Volunteers at the agency get two days of tax training and an additional training day on benefits and most deal directly with clients.

“Our volunteers tell us it’s really rewarding to help people to increase their income. It’s very real; it’s very concrete.”

The Winnipeg agency has some volunteers who have been doing taxes for 30 years, says Mr. Silver.

While working with benefits, tax returns and debt coaching speaks directly to advisors’ skill set, it’s not the only route to volunteering.

Weston Fader, principle financial consultant with Atlas Wealth Financial and a private wealth advisor with Raintree Financial Solutions Inc., has been a volunteer for several years with the Progress Club of Canada, which raises money for the Special Olympics. The Edmonton and St. Albert, Alta., Progress Clubs Mr. Fader belongs to also support projects such as Uncles & Aunts at Large, whose volunteers offer companionship, mentoring and friendly support to children from single-parent families, and AdaptAbilities, which helps individuals with special needs develop essential life skills.

“Many of these organizations want fundraising and that meshes well with most advisors. … We have a set of sales skills that can be used in the nonprofit sector, whether it’s soliciting donors, looking for auction items, selling tickets for events or helping connect with high-net-worth individuals for capital campaigns,” says Mr. Fader.

“In the nonprofit sector awareness is a major factor – it’s difficult to get the word out,” he adds. “If you’re an outgoing advisor, you should have a fairly wide network.”

Although there are obvious benefits from a professional standpoint in volunteering, he says advisors “shouldn’t be doing community work because it’s advantageous for the type of work you do. You should be involved because you want to give back to your community.”

On the professional side, organizations such as FP Canada succeed thanks largely to unpaid help from member financial planners.

Joan Yudelson, vice-president of professional practice for FP Canada, says 300 financial planners volunteered for the organization last year. They sit on the professional standards panel that sets the code of ethics and rules of conduct and on disciplinary panels. They participate in professional examination development and score exams.

++++++

■ PROBLEM DETAILS
Write out everything in the passage on advisors volunteering from "Joan Yudelson, vice-president" down to "and score exams.", word for word.

■ DATASET CONTENT

++++++

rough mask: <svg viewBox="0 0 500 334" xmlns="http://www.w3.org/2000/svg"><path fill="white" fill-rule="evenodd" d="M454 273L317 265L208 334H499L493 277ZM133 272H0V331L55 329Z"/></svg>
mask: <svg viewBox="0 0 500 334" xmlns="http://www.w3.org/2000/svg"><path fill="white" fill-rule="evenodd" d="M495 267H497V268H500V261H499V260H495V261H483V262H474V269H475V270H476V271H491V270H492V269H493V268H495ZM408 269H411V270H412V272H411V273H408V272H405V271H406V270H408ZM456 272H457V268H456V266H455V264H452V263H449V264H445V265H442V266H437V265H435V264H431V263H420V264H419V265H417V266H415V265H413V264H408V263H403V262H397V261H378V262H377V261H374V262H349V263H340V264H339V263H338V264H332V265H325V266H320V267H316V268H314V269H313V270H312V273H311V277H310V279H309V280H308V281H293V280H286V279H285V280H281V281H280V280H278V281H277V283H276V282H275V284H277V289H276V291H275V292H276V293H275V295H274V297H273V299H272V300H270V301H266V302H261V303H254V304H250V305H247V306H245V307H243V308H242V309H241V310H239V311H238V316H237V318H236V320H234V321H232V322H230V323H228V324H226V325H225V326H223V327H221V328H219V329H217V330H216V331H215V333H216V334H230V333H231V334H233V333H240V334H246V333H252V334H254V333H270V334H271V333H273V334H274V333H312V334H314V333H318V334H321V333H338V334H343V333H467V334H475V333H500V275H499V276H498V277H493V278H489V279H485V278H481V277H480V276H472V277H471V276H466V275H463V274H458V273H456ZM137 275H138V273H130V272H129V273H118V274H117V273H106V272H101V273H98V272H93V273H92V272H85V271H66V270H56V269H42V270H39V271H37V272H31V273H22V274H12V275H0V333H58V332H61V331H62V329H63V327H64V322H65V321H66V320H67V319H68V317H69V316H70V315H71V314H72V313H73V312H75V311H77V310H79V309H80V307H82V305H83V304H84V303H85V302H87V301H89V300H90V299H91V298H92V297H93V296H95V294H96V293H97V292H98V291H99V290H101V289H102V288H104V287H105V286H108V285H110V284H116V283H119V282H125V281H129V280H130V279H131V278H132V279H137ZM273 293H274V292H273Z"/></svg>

++++++

■ RESULT BELOW
Joan Yudelson, vice-president of professional practice for FP Canada, says 300 financial planners volunteered for the organization last year. They sit on the professional standards panel that sets the code of ethics and rules of conduct and on disciplinary panels. They participate in professional examination development and score exams.